## Consigna:
Imprima sin ninguna modificación cada una de las líneas de los registros que figuran a continuación.
>>
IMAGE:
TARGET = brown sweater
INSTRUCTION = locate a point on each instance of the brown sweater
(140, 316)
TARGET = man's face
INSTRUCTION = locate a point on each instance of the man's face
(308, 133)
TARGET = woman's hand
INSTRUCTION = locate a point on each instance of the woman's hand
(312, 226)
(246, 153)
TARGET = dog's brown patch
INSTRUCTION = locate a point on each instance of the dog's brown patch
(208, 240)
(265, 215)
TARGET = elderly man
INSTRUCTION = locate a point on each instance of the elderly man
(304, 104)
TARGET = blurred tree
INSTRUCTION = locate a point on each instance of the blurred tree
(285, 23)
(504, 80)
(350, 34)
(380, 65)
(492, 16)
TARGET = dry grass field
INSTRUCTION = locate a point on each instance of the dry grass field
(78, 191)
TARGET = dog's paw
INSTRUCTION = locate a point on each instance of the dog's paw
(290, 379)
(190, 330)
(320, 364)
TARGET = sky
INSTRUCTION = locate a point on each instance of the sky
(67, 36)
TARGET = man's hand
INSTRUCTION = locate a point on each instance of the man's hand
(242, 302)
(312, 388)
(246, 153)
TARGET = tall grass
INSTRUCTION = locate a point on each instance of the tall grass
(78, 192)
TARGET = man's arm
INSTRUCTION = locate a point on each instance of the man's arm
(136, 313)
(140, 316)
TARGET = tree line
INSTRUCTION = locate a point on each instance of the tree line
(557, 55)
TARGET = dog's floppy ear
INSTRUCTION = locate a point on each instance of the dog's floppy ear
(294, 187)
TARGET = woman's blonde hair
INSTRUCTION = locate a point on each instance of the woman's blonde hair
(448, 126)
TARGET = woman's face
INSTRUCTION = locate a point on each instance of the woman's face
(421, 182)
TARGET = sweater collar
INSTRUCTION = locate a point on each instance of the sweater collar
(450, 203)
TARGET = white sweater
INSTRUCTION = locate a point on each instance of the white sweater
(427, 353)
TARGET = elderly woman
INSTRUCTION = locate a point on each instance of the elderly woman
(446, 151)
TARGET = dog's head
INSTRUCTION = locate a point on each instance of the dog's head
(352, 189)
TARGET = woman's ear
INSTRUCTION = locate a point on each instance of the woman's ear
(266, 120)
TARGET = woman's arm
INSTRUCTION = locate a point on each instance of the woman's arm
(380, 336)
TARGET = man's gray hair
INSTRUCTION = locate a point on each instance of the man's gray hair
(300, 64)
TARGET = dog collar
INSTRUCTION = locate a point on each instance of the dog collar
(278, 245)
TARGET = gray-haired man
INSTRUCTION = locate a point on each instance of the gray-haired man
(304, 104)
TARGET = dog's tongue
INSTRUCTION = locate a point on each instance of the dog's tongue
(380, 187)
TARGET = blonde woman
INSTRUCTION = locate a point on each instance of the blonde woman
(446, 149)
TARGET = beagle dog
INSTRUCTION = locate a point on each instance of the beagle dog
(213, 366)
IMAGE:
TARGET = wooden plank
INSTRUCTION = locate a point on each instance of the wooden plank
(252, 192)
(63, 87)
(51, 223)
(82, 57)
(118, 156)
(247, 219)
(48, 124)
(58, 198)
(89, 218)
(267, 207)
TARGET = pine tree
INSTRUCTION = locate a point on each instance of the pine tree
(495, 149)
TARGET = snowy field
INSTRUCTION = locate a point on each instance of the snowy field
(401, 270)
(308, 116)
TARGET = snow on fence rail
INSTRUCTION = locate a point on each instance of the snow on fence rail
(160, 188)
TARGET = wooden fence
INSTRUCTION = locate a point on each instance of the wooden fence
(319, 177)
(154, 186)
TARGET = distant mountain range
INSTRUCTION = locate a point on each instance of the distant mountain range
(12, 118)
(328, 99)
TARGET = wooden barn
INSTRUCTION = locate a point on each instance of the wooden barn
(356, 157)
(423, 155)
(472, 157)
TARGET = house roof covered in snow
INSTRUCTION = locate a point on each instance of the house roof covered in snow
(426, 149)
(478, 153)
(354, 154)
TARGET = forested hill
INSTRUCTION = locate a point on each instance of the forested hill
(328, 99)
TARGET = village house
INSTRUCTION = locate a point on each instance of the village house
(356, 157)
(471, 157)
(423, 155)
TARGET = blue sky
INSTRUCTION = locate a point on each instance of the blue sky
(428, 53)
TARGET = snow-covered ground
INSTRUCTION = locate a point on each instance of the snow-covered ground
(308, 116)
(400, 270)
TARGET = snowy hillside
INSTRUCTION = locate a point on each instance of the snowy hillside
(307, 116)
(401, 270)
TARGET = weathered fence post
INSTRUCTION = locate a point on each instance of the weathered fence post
<<
## Solución:
IMAGE:
TARGET = brown sweater
INSTRUCTION = locate a point on each instance of the brown sweater
(140, 316)
TARGET = man's face
INSTRUCTION = locate a point on each instance of the man's face
(308, 133)
TARGET = woman's hand
INSTRUCTION = locate a point on each instance of the woman's hand
(312, 226)
(246, 153)
TARGET = dog's brown patch
INSTRUCTION = locate a point on each instance of the dog's brown patch
(208, 240)
(265, 215)
TARGET = elderly man
INSTRUCTION = locate a point on each instance of the elderly man
(304, 104)
TARGET = blurred tree
INSTRUCTION = locate a point on each instance of the blurred tree
(285, 23)
(504, 80)
(350, 34)
(380, 65)
(492, 16)
TARGET = dry grass field
INSTRUCTION = locate a point on each instance of the dry grass field
(78, 191)
TARGET = dog's paw
INSTRUCTION = locate a point on each instance of the dog's paw
(290, 379)
(190, 330)
(320, 364)
TARGET = sky
INSTRUCTION = locate a point on each instance of the sky
(67, 36)
TARGET = man's hand
INSTRUCTION = locate a point on each instance of the man's hand
(242, 302)
(312, 388)
(246, 153)
TARGET = tall grass
INSTRUCTION = locate a point on each instance of the tall grass
(78, 192)
TARGET = man's arm
INSTRUCTION = locate a point on each instance of the man's arm
(136, 313)
(140, 316)
TARGET = tree line
INSTRUCTION = locate a point on each instance of the tree line
(557, 55)
TARGET = dog's floppy ear
INSTRUCTION = locate a point on each instance of the dog's floppy ear
(294, 187)
TARGET = woman's blonde hair
INSTRUCTION = locate a point on each instance of the woman's blonde hair
(448, 126)
TARGET = woman's face
INSTRUCTION = locate a point on each instance of the woman's face
(421, 182)
TARGET = sweater collar
INSTRUCTION = locate a point on each instance of the sweater collar
(450, 203)
TARGET = white sweater
INSTRUCTION = locate a point on each instance of the white sweater
(427, 353)
TARGET = elderly woman
INSTRUCTION = locate a point on each instance of the elderly woman
(446, 151)
TARGET = dog's head
INSTRUCTION = locate a point on each instance of the dog's head
(352, 189)
TARGET = woman's ear
INSTRUCTION = locate a point on each instance of the woman's ear
(266, 120)
TARGET = woman's arm
INSTRUCTION = locate a point on each instance of the woman's arm
(380, 336)
TARGET = man's gray hair
INSTRUCTION = locate a point on each instance of the man's gray hair
(300, 64)
TARGET = dog collar
INSTRUCTION = locate a point on each instance of the dog collar
(278, 245)
TARGET = gray-haired man
INSTRUCTION = locate a point on each instance of the gray-haired man
(304, 104)
TARGET = dog's tongue
INSTRUCTION = locate a point on each instance of the dog's tongue
(380, 187)
TARGET = blonde woman
INSTRUCTION = locate a point on each instance of the blonde woman
(446, 149)
TARGET = beagle dog
INSTRUCTION = locate a point on each instance of the beagle dog
(213, 366)
IMAGE:
TARGET = wooden plank
INSTRUCTION = locate a point on each instance of the wooden plank
(252, 192)
(63, 87)
(51, 223)
(82, 57)
(118, 156)
(247, 219)
(48, 124)
(58, 198)
(89, 218)
(267, 207)
TARGET = pine tree
INSTRUCTION = locate a point on each instance of the pine tree
(495, 149)
TARGET = snowy field
INSTRUCTION = locate a point on each instance of the snowy field
(401, 270)
(308, 116)
TARGET = snow on fence rail
INSTRUCTION = locate a point on each instance of the snow on fence rail
(160, 188)
TARGET = wooden fence
INSTRUCTION = locate a point on each instance of the wooden fence
(319, 177)
(154, 186)
TARGET = distant mountain range
INSTRUCTION = locate a point on each instance of the distant mountain range
(12, 118)
(328, 99)
TARGET = wooden barn
INSTRUCTION = locate a point on each instance of the wooden barn
(356, 157)
(423, 155)
(472, 157)
TARGET = house roof covered in snow
INSTRUCTION = locate a point on each instance of the house roof covered in snow
(426, 149)
(478, 153)
(354, 154)
TARGET = forested hill
INSTRUCTION = locate a point on each instance of the forested hill
(328, 99)
TARGET = village house
INSTRUCTION = locate a point on each instance of the village house
(356, 157)
(471, 157)
(423, 155)
TARGET = blue sky
INSTRUCTION = locate a point on each instance of the blue sky
(428, 53)
TARGET = snow-covered ground
INSTRUCTION = locate a point on each instance of the snow-covered ground
(308, 116)
(400, 270)
TARGET = snowy hillside
INSTRUCTION = locate a point on each instance of the snowy hillside
(307, 116)
(401, 270)
TARGET = weathered fence post
INSTRUCTION = locate a point on each instance of the weathered fence post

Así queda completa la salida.